# GIVEN PASSAGE:
** BEGIN **
Archive for MySQL

Dramatically Increased MySQL Cluster JOIN performance with Adaptive Query Localization

Regular readers of this Blog or attendees at the 2010 O’Reilly MySQL Conference may recall a feature that the MySQL Cluster team were working to speed up JOINs (see Jonas’s slides from that conference here). The good news is that work has continued since then and it is now part of the new MySQL Cluster 7.2 Milestone Development Release. This post will step through where to get hold of the binaries and see the benefits for yourself. The examples I try here result in a 25x speedup just by turning the feature on – I’ve also seen a 50x speedup on other queries!

We’re anxious to get feedback on what benefits you see with your application’s JOINs, please respond to this post.

What’s in a name?

If some of this seems familiar but you don’t remember hearing the term “Adaptive Query Localization” before then you’re not going crazy – previous internal names were SPJ (Select Project Join) and Pushed-Down Joins. We just figured that Adaptive Query Localization was more descriptive.

Classic Nested-Loop-Join

What does it do?

Traditionally, joins have been implemented in the MySQL Server where the query was executed. This is implemented as a nested-loop join; for every row from the first part of the join, a request has to be sent to the data nodes in order to fetch the data for the next level of the join and for every row in that level…. This method can result in a lot of network messages which slows down the query (as well as wasting resources).

When turned on, Adaptive Query Localization results in the hard work being pushed down to the data nodes where the data is locally accessible. As a bonus, the work is divided amongst the pool of data nodes and so you get parallel execution.

NDB API

How is it implemented?

I’ll leave the real deep and dirty details to others but cover the basic concepts here. All API nodes access the data nodes using the native C++ NDB API, the MySQL Server is one example of an API node (the new Memcached Cluster API is another). This API has been expanded to allowed parameterised or linked queries where the input from one query is dependent on the previous one.
** END **
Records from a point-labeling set
** BEGIN **
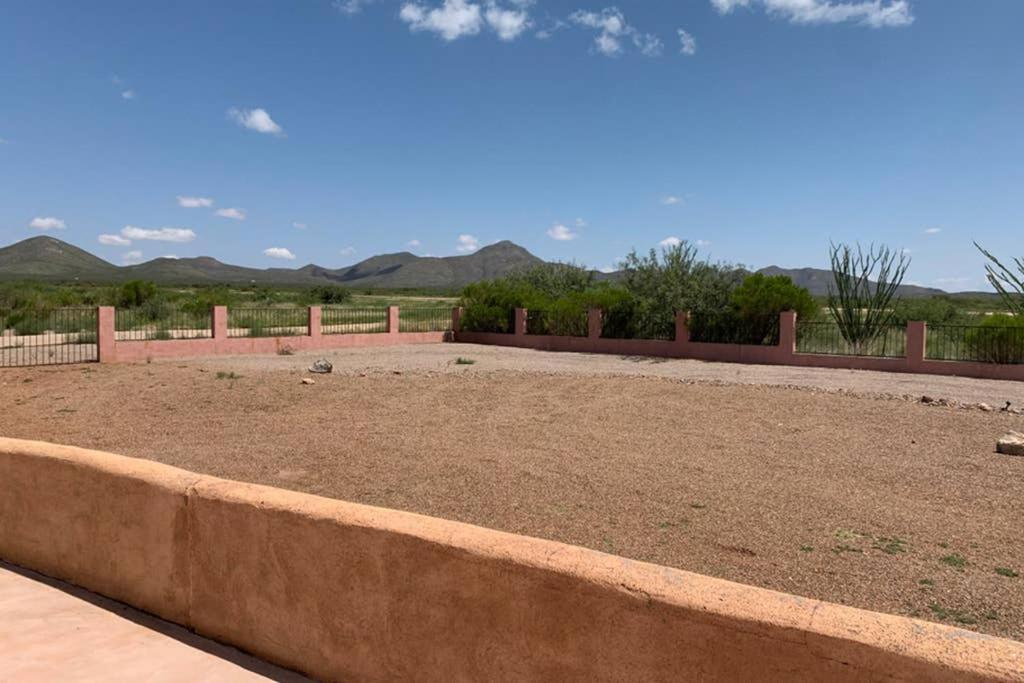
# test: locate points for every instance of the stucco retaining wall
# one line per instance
(349, 592)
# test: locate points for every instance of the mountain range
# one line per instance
(45, 258)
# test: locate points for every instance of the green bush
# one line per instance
(998, 339)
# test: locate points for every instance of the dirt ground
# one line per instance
(823, 491)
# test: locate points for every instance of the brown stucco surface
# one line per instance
(347, 592)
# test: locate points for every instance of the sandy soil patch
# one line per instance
(882, 504)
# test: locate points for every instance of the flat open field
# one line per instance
(883, 504)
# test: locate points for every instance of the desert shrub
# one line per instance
(997, 339)
(330, 294)
(134, 293)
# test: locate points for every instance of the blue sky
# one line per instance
(332, 131)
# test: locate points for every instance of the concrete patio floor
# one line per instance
(51, 631)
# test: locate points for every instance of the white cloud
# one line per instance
(351, 6)
(280, 252)
(508, 24)
(113, 241)
(453, 19)
(195, 202)
(612, 28)
(47, 223)
(467, 244)
(237, 214)
(876, 13)
(687, 43)
(561, 232)
(256, 119)
(159, 233)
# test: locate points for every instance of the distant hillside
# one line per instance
(816, 281)
(50, 259)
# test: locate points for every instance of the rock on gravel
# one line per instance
(1011, 444)
(322, 367)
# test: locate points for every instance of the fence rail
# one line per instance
(267, 322)
(557, 323)
(425, 318)
(140, 325)
(827, 338)
(977, 343)
(341, 321)
(47, 337)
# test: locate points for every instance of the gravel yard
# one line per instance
(797, 479)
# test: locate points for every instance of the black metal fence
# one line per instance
(49, 337)
(141, 325)
(561, 323)
(340, 321)
(267, 322)
(425, 318)
(981, 343)
(827, 338)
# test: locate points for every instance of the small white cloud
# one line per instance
(195, 202)
(467, 244)
(235, 214)
(280, 252)
(612, 30)
(452, 20)
(508, 24)
(351, 6)
(561, 232)
(687, 43)
(114, 241)
(47, 223)
(875, 13)
(158, 233)
(256, 119)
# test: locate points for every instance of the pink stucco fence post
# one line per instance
(787, 333)
(314, 322)
(105, 335)
(220, 322)
(594, 318)
(519, 323)
(916, 339)
(392, 319)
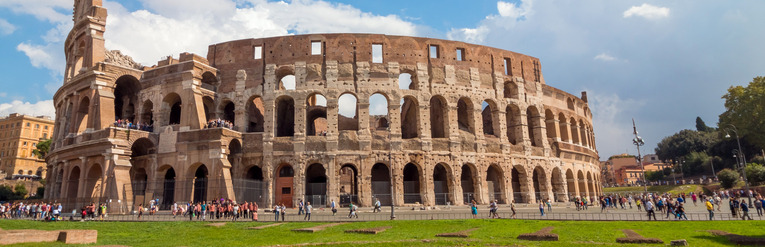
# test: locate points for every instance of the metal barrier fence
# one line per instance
(324, 215)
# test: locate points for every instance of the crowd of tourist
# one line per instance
(124, 123)
(219, 123)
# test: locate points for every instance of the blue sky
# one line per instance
(660, 62)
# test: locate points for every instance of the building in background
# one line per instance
(19, 135)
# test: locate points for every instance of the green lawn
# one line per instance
(403, 233)
(674, 189)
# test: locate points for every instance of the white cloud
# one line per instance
(604, 57)
(39, 108)
(6, 28)
(647, 11)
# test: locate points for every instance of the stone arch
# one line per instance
(442, 181)
(126, 90)
(539, 181)
(348, 121)
(511, 90)
(283, 184)
(83, 111)
(412, 182)
(439, 117)
(514, 126)
(489, 119)
(255, 114)
(316, 114)
(558, 185)
(74, 182)
(564, 129)
(465, 115)
(495, 183)
(285, 116)
(519, 182)
(410, 115)
(533, 122)
(94, 184)
(172, 105)
(381, 184)
(316, 184)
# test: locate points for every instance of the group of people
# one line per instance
(34, 211)
(124, 123)
(219, 123)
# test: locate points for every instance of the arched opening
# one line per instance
(200, 183)
(381, 187)
(532, 120)
(409, 118)
(412, 184)
(406, 81)
(287, 83)
(465, 115)
(316, 115)
(518, 180)
(94, 182)
(494, 177)
(172, 105)
(284, 183)
(126, 91)
(347, 118)
(564, 129)
(468, 185)
(378, 115)
(441, 184)
(574, 132)
(285, 116)
(571, 183)
(168, 193)
(74, 182)
(550, 124)
(255, 118)
(208, 105)
(582, 184)
(559, 191)
(511, 90)
(349, 190)
(228, 112)
(209, 81)
(439, 115)
(538, 181)
(147, 116)
(316, 185)
(487, 118)
(82, 114)
(513, 123)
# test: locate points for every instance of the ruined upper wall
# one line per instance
(349, 49)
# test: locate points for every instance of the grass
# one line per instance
(674, 189)
(403, 233)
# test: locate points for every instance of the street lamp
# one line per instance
(638, 141)
(743, 161)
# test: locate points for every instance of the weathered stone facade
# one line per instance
(438, 142)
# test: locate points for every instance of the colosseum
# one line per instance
(431, 122)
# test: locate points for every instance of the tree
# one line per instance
(701, 126)
(42, 149)
(745, 109)
(727, 178)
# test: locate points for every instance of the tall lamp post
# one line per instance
(743, 161)
(638, 141)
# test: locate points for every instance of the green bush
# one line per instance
(727, 178)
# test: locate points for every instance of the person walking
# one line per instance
(649, 209)
(308, 211)
(745, 210)
(473, 209)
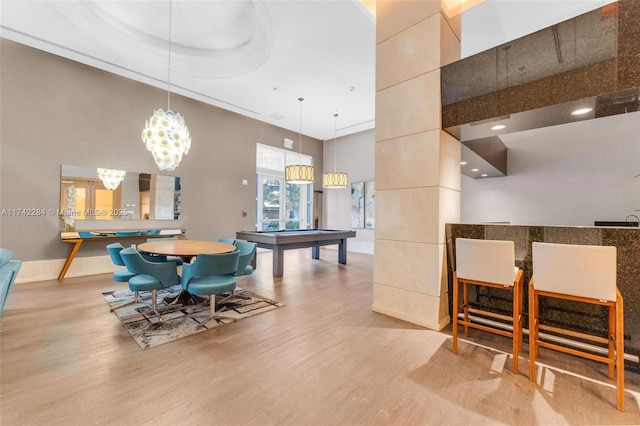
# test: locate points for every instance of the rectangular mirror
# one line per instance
(105, 194)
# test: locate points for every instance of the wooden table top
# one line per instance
(185, 248)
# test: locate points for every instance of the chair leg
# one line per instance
(236, 293)
(455, 309)
(130, 302)
(465, 306)
(516, 326)
(619, 319)
(212, 313)
(533, 335)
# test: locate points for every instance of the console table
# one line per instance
(77, 238)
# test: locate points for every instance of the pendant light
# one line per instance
(335, 180)
(111, 178)
(300, 174)
(165, 134)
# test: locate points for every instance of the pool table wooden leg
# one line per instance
(278, 261)
(342, 251)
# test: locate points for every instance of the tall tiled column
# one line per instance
(417, 163)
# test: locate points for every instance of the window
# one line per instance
(280, 205)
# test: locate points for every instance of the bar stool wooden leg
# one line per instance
(515, 324)
(619, 351)
(465, 306)
(456, 309)
(533, 335)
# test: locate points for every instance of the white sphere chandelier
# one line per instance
(165, 134)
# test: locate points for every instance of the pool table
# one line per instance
(279, 241)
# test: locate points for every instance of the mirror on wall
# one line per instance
(106, 194)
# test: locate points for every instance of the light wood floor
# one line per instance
(323, 359)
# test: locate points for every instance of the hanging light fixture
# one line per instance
(165, 133)
(335, 180)
(111, 178)
(300, 174)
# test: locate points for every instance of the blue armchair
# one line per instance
(8, 272)
(211, 275)
(150, 276)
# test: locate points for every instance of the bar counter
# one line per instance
(566, 314)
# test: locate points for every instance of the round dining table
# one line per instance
(187, 250)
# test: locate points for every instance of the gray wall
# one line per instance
(572, 174)
(355, 155)
(55, 111)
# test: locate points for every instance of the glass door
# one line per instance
(281, 205)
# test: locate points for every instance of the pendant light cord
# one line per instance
(169, 62)
(335, 141)
(300, 132)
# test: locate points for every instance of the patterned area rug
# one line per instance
(180, 321)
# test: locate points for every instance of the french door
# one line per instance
(281, 205)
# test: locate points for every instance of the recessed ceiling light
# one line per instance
(581, 111)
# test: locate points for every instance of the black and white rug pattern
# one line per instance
(180, 321)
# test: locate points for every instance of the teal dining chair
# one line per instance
(211, 275)
(150, 276)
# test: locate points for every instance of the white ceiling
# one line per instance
(255, 57)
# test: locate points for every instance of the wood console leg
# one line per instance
(70, 256)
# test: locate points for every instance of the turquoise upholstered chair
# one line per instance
(175, 259)
(210, 275)
(150, 276)
(121, 275)
(9, 269)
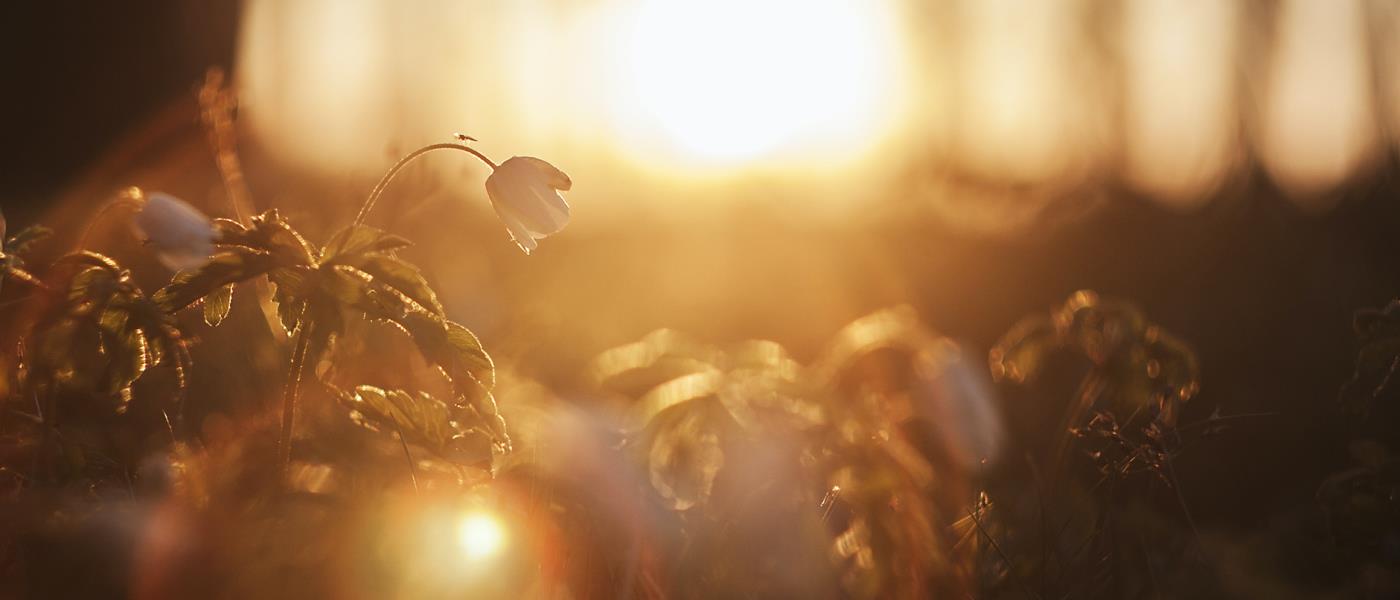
** END **
# STATED PROBLEM 1:
According to the post on MySQL Cluster JOIN performance, what internal names did Adaptive Query Localization have before?
# STATED PROBLEM 2:
Go on with the post on MySQL Cluster JOIN performance, starting after its final sentence.

# EXPECTED OUTPUT 1:
SPJ (Select Project Join) and Pushed-Down Joins.

# EXPECTED OUTPUT 2:
To borrow an example from an excellent post by Frazer Clement on the topic, the classic way to implement a join would be…

SQL > select t1.b, t2.c from t1,t2 where t1.pk=22 and t1.b=t2.pk;
  ndbapi > read column b from t1 where pk = 22;
              [round trip]
           (b = 15)
  ndbapi > read column c from t2 where pk = 15;
              [round trip]
           (c = 30)
           [ return b = 15, c = 30 ]

Using the new functionality this can be performed with a single network round trip where the second read operation is dependent on the results of the first…

  ndbapi > read column @b:=b from t1 where pk = 22;
           read column c from t2 where pk=@b;
              [round trip]
           (b = 15, c = 30)
           [ return b = 15, c = 30 ]

Effects of Adaptive Query Localization

Note that if your application is using the NDB API directly then you can use this same linked query functionality to speed up your queries.

Where do I get it?

Download the source or binaries from http://dev.mysql.com/downloads/cluster/ (select the sub-tab for the Development Milestone Release).

How do I use it?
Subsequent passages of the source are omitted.